Work task: Repeat word for word the opening stretch of the entries, from the first line through the line containing "of the vanity".

(Collected data)

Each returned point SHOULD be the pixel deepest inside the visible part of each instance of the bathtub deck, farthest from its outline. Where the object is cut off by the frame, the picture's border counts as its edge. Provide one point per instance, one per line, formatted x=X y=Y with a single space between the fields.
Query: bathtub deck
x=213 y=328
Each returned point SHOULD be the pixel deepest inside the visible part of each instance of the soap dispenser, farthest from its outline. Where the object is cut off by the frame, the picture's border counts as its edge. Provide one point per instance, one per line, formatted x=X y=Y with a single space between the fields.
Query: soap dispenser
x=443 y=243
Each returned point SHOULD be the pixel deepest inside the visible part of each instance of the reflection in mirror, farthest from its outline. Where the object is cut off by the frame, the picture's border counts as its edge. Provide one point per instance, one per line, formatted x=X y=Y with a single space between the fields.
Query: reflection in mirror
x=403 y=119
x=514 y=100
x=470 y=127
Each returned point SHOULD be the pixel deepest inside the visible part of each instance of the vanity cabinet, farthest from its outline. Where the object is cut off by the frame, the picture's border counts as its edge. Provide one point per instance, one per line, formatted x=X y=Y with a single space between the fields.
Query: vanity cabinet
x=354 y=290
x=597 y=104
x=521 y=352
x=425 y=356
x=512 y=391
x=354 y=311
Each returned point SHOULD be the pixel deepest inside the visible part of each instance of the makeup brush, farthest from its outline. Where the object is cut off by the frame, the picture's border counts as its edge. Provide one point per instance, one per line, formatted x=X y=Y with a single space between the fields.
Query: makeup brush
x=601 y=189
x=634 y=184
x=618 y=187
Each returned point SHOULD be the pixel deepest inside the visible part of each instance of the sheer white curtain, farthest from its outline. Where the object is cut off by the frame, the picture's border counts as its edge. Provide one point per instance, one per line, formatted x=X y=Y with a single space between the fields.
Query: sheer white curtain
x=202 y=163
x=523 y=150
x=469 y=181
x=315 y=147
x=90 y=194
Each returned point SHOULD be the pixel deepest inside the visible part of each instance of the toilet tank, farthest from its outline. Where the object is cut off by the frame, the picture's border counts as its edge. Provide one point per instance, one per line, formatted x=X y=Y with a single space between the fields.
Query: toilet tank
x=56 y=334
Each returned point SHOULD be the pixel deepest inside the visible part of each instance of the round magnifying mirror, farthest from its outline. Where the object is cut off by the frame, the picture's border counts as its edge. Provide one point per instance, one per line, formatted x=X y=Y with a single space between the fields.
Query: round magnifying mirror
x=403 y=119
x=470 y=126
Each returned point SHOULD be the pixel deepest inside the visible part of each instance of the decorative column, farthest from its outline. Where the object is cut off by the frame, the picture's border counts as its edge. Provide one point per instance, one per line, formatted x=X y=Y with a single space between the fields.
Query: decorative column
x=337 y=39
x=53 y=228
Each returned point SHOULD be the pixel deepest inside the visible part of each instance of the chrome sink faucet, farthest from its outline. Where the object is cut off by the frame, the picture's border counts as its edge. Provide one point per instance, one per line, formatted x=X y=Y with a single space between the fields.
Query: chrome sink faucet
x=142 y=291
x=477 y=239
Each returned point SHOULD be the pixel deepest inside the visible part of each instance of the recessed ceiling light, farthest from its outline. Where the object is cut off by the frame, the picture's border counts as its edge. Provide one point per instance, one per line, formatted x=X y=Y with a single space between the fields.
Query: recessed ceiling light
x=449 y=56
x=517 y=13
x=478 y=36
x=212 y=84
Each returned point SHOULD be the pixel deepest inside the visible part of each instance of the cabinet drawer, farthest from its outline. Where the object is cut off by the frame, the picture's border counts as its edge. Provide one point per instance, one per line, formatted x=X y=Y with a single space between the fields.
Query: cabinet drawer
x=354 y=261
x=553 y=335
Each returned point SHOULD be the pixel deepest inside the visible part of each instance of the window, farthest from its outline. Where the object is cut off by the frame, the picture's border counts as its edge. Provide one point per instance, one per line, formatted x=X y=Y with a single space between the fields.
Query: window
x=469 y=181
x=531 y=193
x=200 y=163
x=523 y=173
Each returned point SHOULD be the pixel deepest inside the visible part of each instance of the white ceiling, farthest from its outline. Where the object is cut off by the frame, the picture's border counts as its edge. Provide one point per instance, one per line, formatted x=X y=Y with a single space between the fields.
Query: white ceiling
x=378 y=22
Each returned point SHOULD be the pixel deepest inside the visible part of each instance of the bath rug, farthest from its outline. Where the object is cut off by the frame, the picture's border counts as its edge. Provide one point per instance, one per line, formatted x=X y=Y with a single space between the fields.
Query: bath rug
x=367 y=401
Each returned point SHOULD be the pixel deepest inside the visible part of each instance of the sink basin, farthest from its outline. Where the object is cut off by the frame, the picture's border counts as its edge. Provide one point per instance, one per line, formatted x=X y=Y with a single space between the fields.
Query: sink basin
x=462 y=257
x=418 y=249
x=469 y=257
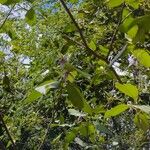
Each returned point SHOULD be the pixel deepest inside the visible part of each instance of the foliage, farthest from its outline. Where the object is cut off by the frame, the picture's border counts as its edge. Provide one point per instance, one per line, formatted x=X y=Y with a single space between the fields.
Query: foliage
x=75 y=74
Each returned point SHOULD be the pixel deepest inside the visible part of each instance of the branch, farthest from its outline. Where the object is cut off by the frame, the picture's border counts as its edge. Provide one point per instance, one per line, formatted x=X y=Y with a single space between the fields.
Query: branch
x=7 y=16
x=85 y=43
x=7 y=131
x=118 y=55
x=116 y=31
x=80 y=32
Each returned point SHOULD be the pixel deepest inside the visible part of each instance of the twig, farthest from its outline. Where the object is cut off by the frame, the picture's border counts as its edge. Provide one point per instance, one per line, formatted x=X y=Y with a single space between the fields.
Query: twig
x=7 y=131
x=118 y=55
x=80 y=32
x=115 y=31
x=85 y=43
x=7 y=16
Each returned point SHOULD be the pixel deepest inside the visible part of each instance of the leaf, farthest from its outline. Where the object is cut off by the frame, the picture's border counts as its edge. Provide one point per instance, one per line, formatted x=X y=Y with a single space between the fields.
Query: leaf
x=133 y=3
x=102 y=128
x=70 y=136
x=92 y=45
x=9 y=2
x=128 y=89
x=87 y=108
x=30 y=17
x=144 y=108
x=142 y=121
x=47 y=85
x=75 y=96
x=80 y=142
x=143 y=57
x=116 y=110
x=76 y=113
x=2 y=1
x=33 y=96
x=115 y=3
x=133 y=32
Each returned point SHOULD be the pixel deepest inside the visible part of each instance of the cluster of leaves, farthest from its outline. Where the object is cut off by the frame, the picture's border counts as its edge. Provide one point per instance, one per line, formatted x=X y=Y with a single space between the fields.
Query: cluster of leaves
x=75 y=74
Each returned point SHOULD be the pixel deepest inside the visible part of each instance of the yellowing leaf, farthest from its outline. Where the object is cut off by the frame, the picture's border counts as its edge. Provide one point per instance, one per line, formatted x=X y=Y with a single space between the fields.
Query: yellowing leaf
x=143 y=57
x=128 y=89
x=116 y=110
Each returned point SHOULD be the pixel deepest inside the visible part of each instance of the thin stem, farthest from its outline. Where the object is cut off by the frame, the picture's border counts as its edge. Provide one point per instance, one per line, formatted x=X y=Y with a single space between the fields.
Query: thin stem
x=85 y=43
x=7 y=131
x=7 y=16
x=115 y=31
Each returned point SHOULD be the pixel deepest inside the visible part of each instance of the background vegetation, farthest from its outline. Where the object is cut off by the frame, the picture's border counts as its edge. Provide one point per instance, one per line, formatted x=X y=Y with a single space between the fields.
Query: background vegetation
x=74 y=74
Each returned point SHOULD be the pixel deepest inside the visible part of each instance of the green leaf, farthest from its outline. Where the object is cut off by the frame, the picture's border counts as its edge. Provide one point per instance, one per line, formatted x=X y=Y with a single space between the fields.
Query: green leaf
x=128 y=89
x=70 y=136
x=33 y=96
x=3 y=1
x=115 y=3
x=143 y=57
x=133 y=3
x=144 y=108
x=133 y=32
x=9 y=2
x=76 y=113
x=116 y=110
x=75 y=96
x=30 y=17
x=142 y=121
x=92 y=45
x=87 y=108
x=46 y=86
x=102 y=128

Exercise response:
Each returned point SHOULD be the pixel deepest inside the visible part of each instance of the bathtub deck, farthest from its outline. Where the object is cut off by the frame, the picture's border counts as its edge. Provide one point per instance, one per line, formatted x=X y=Y with a single space between the fields.
Query: bathtub deck
x=213 y=328
Each returned point SHOULD be the pixel deepest inside the visible part of each instance of the soap dispenser, farthest from its outline. Where the object is cut off by the frame, the picture's border counts as its edge. Provide one point per instance, one per line, formatted x=X y=Y with a single space between the fields.
Query: soap dispenser
x=443 y=243
Each returned point SHOULD be the pixel deepest inside the visible part of each instance of the reflection in mirror, farthest from its outline. Where the object is cut off by the frame, the picture's border counts as its edge. Provide one point per instance, one per line, formatted x=X y=Y with a single space between the fields.
Query: reflection in mirror
x=403 y=119
x=514 y=100
x=470 y=127
Each returned point SHOULD be the pixel deepest inside the visible part of each instance of the vanity cabinet, farthest from its outline. Where the object is cut off by the frame, the picture's border counts as its edge. Provide one point per instance, one per line, formatted x=X y=Y with a single space between the fields.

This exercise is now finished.